- **EXTRACTED TEXT**

We need to analyze the trace files every day on the “TNS-12535: TNS
peration timed out” for example for all the databases in the
/oracle/diag/rdbms/*/*/trace directory. Where the * is the name of the database twice for clarification.
Here is MY THINKING and what I got so far.
find /oracle/diag/rdbms/*/*/trace –type f -name '*d00*.trc' -mtime 0 -exec egrep -c 'TNS-12535: TNS
peration timed out' '{}' '+'
OUTPUT:
/oracle/diag/rdbms/abcdef/abcdef/trace/abcdef_d001_21751.trc:11
/oracle/diag/rdbms/abcdef/abcdef/trace/abcdef_d000_21750.trc:27
/oracle/diag/rdbms/ghijkl/ghijkl/trace/ghijkl_d001_22002.trc:61
/oracle/diag/rdbms/ghijkl/ghijkl/trace/ghijkl_d000_22001.trc:57
GOAL: My final OUTPUT will be the same as above but with lesser numbers and/or lesser lines.
Now I need to go through these 4 above looking for the data in this case ‘2015-01-26’. First though I need to remove the excess information on the string the colon and the number . I do that by using awk. Here is my syntax:
find /oracle/diag/rdbms/*/*/trace -type f -name '*d00*.trc' -mtime 0 -exec egrep -c 'TNS-12535: TNS
peration timed out' '{}' '+' | awk -F: '{print $1}'
OUTPUT: Notice there are no trailing : or numbers.

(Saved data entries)
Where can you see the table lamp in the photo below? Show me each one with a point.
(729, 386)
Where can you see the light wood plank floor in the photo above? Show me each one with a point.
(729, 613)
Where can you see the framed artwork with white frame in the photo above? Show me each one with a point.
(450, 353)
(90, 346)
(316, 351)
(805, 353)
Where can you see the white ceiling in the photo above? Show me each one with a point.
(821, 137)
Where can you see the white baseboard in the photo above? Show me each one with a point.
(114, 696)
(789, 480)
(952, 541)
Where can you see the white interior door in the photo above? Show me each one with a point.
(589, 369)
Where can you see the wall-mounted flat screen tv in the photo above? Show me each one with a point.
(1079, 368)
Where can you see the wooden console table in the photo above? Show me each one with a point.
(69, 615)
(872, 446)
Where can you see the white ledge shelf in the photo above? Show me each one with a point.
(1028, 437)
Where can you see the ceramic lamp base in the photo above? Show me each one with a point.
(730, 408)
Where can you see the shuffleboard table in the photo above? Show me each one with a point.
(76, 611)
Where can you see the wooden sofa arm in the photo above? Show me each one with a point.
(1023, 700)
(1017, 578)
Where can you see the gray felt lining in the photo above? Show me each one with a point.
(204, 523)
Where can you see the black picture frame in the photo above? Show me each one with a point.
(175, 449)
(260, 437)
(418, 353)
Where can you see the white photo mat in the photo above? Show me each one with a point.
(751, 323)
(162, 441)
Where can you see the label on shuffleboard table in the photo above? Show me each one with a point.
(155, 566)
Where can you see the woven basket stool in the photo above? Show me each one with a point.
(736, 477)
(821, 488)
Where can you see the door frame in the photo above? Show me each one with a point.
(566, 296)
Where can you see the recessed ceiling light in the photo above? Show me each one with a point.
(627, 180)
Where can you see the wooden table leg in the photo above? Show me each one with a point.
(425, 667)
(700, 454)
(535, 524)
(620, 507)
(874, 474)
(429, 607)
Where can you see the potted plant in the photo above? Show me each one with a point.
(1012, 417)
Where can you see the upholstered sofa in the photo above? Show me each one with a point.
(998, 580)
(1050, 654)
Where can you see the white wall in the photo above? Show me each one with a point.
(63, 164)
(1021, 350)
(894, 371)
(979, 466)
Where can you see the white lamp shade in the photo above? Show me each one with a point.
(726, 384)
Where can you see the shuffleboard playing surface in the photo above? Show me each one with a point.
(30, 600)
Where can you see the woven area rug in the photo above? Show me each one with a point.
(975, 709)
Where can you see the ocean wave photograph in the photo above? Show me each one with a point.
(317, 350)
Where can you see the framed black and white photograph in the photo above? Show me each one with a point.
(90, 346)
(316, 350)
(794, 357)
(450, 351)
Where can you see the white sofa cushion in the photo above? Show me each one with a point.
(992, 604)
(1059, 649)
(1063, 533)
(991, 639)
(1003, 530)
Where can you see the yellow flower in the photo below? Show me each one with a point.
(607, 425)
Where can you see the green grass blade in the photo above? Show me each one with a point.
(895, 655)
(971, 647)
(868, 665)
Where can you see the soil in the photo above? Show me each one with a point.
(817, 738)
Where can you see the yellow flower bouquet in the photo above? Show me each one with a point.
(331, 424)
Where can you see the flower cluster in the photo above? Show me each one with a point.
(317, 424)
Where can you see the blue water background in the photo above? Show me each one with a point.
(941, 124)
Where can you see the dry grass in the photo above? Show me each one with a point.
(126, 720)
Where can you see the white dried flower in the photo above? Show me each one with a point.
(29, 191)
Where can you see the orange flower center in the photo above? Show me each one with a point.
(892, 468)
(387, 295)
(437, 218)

- **DESCRIPTION OF THE TASK**
Can you pick up the post on counting TNS-12535 timeout errors in Oracle trace files and keep writing it from its final line?

- **RESULT FOR THIS TASK**
/oracle/diag/rdbms/musidp/musidp/trace/musidp_d001_21751.trc
/oracle/diag/rdbms/musidp/musidp/trace/musidp_d000_21750.trc
/oracle/diag/rdbms/musiop/musiop/trace/musiop_d001_22002.trc
/oracle/diag/rdbms/musiop/musiop/trace/musiop_d000_22001.trc
You would think that the following addition to the syntax would work
| egrep –c ‘{}’ ‘+’ would work returning some or all of the same output files as before but fewer numbers for example.
These numbers are what I am looking for. These represent all trace files for all databases for only today that had disconnects with different timestamps during that day.
Ex.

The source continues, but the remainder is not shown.